[Requirement]: Retype only what runs from the line that contains "For every instance of the sweater" through the last line of the listing below, both lines included.

[Data supplied]:
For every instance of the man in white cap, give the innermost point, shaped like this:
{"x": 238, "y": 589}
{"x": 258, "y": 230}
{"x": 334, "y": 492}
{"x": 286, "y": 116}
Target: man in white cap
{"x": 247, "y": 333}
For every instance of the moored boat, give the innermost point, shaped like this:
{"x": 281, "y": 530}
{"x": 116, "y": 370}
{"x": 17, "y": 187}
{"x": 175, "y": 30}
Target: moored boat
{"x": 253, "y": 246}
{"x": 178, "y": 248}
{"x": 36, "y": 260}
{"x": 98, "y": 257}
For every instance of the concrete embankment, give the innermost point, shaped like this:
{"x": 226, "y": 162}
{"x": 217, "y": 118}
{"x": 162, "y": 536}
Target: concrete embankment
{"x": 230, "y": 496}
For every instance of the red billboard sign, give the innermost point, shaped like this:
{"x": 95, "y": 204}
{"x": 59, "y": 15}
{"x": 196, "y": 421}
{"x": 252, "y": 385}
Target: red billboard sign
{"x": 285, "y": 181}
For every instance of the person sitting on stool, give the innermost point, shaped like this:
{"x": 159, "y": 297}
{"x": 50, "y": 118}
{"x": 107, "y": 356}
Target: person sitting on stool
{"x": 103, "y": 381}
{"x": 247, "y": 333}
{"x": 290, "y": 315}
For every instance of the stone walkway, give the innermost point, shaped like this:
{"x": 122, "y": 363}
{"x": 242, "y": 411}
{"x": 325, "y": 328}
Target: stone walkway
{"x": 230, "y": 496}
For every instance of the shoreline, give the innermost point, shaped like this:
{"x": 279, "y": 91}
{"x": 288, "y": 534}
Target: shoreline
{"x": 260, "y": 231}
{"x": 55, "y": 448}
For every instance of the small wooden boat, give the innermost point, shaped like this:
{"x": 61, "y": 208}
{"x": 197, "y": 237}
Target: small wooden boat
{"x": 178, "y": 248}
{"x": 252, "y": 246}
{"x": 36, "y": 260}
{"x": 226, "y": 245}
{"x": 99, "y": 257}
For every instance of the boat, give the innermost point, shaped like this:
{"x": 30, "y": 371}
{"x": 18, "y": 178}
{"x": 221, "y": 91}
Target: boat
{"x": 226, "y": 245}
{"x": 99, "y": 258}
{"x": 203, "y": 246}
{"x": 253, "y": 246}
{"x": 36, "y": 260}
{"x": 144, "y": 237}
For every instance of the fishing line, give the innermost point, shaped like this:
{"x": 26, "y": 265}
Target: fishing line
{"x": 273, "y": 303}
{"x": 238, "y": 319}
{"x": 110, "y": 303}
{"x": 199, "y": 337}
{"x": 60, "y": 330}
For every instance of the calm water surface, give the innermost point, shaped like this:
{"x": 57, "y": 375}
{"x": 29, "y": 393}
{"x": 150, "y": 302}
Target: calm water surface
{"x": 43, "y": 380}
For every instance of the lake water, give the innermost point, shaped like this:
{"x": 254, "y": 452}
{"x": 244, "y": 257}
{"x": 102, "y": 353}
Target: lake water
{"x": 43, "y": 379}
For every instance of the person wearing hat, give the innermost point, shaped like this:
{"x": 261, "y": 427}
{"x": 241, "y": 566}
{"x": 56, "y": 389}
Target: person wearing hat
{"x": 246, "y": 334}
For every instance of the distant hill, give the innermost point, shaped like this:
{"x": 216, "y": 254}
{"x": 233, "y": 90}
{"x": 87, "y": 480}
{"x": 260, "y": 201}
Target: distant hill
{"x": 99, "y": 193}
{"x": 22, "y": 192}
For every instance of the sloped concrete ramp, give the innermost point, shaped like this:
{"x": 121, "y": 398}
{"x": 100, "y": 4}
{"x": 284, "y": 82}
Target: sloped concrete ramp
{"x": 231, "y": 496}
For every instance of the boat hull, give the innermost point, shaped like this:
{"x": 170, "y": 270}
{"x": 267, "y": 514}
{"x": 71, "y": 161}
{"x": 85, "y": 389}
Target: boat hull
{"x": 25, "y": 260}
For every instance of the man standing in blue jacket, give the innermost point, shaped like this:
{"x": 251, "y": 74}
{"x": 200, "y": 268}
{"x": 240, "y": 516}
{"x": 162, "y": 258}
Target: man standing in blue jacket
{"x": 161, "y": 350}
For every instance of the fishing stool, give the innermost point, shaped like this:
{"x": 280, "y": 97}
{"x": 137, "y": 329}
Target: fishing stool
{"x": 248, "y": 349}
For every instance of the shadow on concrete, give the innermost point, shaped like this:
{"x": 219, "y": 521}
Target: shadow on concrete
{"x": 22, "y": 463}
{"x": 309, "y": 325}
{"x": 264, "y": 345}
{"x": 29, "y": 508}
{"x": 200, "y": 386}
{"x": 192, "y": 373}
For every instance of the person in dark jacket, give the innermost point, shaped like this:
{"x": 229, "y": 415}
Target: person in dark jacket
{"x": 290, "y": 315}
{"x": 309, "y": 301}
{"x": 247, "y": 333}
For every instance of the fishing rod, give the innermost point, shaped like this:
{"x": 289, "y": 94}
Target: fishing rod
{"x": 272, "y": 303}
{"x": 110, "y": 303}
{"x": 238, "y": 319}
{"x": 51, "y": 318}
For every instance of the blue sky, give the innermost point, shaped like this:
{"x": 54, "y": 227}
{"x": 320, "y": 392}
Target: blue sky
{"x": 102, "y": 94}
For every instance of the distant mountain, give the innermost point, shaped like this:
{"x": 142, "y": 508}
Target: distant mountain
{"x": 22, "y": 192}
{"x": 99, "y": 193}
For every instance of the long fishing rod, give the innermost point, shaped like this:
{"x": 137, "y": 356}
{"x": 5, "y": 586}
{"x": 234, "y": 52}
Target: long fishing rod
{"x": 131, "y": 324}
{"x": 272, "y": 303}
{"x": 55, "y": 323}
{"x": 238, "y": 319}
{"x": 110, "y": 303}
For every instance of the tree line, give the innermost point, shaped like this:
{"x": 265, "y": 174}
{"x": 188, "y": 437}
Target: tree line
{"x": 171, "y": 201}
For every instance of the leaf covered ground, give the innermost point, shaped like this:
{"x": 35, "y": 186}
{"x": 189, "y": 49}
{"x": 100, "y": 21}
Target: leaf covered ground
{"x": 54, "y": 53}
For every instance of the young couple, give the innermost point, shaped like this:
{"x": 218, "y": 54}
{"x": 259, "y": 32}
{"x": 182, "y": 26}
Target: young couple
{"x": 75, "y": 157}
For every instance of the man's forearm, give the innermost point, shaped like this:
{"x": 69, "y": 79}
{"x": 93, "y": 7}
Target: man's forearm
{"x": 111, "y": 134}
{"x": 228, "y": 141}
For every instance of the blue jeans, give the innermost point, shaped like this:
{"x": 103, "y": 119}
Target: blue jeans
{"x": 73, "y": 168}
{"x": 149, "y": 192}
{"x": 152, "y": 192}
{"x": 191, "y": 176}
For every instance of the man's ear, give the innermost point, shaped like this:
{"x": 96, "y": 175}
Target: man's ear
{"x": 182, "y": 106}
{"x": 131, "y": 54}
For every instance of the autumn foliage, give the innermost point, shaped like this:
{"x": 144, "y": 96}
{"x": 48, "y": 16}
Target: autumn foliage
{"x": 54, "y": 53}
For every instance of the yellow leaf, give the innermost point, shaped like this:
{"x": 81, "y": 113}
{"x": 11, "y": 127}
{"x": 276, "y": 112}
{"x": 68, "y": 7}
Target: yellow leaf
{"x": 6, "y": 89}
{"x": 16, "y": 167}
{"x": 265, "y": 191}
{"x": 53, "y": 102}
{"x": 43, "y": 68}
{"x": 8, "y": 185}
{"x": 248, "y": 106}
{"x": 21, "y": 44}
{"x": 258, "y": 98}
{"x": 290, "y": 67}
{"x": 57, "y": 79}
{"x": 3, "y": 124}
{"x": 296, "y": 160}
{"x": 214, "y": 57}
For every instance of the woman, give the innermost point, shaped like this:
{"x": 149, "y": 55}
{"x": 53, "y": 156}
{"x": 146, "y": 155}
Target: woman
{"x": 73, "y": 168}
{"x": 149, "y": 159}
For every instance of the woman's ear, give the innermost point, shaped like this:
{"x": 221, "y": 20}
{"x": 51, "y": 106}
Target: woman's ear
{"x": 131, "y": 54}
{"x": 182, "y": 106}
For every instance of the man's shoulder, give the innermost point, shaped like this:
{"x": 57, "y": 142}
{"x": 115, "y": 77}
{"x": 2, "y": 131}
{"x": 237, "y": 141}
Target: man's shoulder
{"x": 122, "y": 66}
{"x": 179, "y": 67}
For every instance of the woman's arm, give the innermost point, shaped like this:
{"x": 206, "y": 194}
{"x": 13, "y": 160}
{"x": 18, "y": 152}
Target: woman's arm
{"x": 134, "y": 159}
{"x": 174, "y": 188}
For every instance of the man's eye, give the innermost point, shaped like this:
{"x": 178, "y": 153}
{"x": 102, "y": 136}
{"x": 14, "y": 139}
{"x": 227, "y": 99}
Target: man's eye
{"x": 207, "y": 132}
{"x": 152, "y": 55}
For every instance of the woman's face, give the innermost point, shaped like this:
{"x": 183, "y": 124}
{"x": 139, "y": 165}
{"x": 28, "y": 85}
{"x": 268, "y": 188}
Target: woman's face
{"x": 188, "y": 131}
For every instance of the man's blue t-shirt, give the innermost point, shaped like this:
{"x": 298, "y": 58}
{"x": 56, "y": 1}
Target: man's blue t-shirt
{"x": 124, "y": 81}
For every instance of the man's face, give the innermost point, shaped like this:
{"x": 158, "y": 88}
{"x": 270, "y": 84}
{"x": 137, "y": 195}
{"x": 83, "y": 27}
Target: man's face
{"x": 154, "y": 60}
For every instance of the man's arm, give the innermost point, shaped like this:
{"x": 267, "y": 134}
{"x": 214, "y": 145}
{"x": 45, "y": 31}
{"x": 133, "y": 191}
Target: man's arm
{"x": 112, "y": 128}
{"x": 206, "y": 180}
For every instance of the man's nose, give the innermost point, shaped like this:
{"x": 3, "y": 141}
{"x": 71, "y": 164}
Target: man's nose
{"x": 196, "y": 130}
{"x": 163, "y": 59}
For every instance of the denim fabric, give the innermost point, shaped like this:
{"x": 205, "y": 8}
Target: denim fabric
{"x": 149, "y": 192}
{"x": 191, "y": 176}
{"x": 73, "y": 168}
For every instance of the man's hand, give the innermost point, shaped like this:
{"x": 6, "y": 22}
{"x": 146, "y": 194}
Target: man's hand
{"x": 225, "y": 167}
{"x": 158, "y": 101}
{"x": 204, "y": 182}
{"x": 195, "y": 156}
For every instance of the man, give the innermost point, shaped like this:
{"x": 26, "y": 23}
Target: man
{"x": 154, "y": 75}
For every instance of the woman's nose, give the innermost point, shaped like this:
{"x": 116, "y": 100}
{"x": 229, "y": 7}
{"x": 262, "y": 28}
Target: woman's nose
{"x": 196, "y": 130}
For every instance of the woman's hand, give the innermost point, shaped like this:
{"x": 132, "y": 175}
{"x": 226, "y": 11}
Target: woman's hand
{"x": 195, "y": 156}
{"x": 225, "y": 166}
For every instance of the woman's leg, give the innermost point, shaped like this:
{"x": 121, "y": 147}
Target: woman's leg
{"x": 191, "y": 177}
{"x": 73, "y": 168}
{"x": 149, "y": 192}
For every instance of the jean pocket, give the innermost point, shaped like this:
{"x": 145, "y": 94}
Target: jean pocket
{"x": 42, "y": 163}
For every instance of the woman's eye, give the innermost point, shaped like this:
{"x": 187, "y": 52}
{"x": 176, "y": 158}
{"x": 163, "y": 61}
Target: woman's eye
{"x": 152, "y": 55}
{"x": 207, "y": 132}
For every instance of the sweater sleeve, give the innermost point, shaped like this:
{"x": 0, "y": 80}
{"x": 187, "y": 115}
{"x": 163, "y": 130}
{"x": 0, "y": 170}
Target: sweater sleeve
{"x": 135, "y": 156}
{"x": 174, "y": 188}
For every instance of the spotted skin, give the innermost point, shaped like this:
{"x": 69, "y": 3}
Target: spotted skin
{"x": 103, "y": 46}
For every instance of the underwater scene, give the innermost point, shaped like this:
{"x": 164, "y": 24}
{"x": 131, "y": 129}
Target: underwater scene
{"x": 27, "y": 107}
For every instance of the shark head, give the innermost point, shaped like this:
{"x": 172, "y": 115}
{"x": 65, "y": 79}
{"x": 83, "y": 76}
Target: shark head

[Result for this task]:
For every instance of the sweater sleeve, give the innermost point, shaped like this:
{"x": 0, "y": 80}
{"x": 187, "y": 115}
{"x": 163, "y": 130}
{"x": 0, "y": 170}
Target: sweater sleeve
{"x": 135, "y": 156}
{"x": 174, "y": 188}
For every instance of the spotted skin, give the innermost point, shaped like this:
{"x": 69, "y": 3}
Target: spotted skin
{"x": 103, "y": 46}
For every instance of the underwater scene, give the innermost point, shaped like this:
{"x": 164, "y": 24}
{"x": 131, "y": 129}
Target: underwater scene
{"x": 27, "y": 107}
For every instance of the shark head, give the innermost point, shaped like this:
{"x": 172, "y": 115}
{"x": 65, "y": 79}
{"x": 83, "y": 76}
Target: shark head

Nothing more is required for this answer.